SOURCE DOCUMENT:
= = = = = = =

Vietnam Student Visa (DH)
The DH visa for enrolled students — language courses, undergraduate, postgraduate, and research stays at Vietnamese universities.

The DH visa is for foreign nationals enrolled in a recognised Vietnamese educational institution. It covers Vietnamese-language courses, undergraduate and postgraduate programmes, exchange semesters, and research stays. Validity matches the duration of the enrolment letter from the host institution.
Rules current as of 2026-05-17. Confirm with the host institution's international office and the Provincial Immigration Department before applying.
Eligibility
Anyone with a valid enrolment letter from a recognised Vietnamese institution. There is no nationality restriction, no age restriction, and no minimum-stay requirement beyond what the programme itself demands.
Common student categories:
- Vietnamese language students at university language centres (very common — short-term programmes from 3 to 12 months)
- Undergraduate degree students at Vietnamese universities (4-year programmes; tuition ranges roughly $1,500–4,000/year at public institutions, more at private)
- Postgraduate students (MA, MSc, MBA, PhD)

= = = = = = =

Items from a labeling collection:
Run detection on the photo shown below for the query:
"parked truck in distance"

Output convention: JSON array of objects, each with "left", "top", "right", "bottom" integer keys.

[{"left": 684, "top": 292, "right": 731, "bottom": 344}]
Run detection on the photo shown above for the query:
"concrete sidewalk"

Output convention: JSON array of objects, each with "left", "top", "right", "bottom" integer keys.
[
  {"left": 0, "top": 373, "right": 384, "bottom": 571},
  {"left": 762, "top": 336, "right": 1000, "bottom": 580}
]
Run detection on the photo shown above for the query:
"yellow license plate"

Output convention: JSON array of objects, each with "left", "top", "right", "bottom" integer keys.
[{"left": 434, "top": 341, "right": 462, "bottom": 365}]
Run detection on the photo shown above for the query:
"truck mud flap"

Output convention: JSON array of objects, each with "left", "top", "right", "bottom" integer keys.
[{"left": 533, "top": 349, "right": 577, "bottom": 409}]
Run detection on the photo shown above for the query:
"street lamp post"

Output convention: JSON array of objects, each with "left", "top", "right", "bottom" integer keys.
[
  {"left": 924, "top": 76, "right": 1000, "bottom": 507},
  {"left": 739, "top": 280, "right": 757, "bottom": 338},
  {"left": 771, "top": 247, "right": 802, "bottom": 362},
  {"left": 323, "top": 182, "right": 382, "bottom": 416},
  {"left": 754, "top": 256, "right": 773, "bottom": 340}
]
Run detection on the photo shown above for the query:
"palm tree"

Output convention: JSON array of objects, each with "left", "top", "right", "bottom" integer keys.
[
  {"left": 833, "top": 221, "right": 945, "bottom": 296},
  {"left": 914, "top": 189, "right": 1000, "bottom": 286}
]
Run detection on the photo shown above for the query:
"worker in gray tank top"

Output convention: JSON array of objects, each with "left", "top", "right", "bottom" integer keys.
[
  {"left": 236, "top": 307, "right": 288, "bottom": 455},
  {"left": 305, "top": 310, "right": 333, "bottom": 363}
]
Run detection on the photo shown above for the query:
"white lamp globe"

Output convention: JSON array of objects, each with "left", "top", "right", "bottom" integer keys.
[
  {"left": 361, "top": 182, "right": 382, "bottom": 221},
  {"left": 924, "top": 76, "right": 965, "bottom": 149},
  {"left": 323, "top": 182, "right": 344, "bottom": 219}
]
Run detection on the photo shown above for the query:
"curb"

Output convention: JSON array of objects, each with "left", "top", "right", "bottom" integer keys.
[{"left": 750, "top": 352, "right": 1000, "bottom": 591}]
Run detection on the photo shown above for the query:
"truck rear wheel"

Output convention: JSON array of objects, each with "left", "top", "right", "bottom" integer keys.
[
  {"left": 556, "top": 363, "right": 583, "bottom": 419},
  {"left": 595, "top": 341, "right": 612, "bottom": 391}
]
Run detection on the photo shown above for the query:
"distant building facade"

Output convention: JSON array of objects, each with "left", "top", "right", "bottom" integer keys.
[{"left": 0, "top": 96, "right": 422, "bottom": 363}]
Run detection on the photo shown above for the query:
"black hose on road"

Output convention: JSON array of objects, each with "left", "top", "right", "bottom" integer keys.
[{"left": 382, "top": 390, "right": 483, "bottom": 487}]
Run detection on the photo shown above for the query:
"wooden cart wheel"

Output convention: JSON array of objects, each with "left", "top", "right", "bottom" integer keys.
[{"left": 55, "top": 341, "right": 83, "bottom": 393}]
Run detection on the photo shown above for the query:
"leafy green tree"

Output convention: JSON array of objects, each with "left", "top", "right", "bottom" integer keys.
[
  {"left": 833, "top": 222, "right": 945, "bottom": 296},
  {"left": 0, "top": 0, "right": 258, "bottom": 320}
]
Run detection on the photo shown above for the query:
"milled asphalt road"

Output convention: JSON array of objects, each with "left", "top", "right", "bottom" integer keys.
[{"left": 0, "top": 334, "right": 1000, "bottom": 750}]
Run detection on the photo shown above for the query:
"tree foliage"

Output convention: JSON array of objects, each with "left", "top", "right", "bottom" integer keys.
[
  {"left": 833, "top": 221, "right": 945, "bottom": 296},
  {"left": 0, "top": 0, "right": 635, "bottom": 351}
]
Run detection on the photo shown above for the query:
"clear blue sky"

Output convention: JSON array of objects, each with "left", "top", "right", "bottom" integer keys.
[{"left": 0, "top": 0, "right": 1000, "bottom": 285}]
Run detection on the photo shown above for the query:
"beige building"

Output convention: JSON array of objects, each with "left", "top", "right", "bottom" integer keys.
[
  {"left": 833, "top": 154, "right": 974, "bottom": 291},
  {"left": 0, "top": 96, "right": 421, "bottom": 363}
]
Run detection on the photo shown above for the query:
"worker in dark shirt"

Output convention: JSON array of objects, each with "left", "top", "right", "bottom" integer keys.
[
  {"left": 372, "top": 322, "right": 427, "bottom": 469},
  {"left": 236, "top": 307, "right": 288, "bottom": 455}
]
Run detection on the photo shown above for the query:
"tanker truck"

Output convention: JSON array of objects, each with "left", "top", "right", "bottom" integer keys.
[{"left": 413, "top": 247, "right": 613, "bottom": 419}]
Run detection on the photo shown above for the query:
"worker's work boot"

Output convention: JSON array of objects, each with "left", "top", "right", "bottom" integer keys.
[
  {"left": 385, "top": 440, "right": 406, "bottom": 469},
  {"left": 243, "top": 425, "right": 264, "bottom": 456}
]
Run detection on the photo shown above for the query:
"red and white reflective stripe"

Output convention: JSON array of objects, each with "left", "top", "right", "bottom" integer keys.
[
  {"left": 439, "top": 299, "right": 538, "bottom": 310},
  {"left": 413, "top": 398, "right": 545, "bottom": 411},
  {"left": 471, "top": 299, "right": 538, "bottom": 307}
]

= = = = = = =

TO DO:
Extend the Vietnam student visa page from where it stops.

RESULT FOR THIS TASK:
- Exchange programme students for one or two semesters
- Research students and visiting scholars
Common host institutions
| Institution | Notable for |
|---|---|
| Vietnam National University, Ho Chi Minh City (VNU-HCMC) | Largest in the south; strong language programme |
| Vietnam National University, Hanoi (VNU-Hà Nội) | Largest in the north; major research university |
| Ho Chi Minh City University of Foreign Languages and Information Technology (HUFLIT) | Popular for language programmes |
| University of Social Sciences and Humanities (USSH HCMC and Hanoi) | Vietnamese-language certificates, social sciences |
| RMIT Vietnam | Australian university with HCMC and Hanoi campuses; English-taught degrees |
| Vietnam-Germany University (VGU) | Engineering, in partnership with German universities |
| Fulbright University Vietnam | English-taught liberal arts in HCMC |
Vietnamese-language programmes specifically attract a steady stream of expat-to-be students who use the year to settle, find work, and convert to a work permit.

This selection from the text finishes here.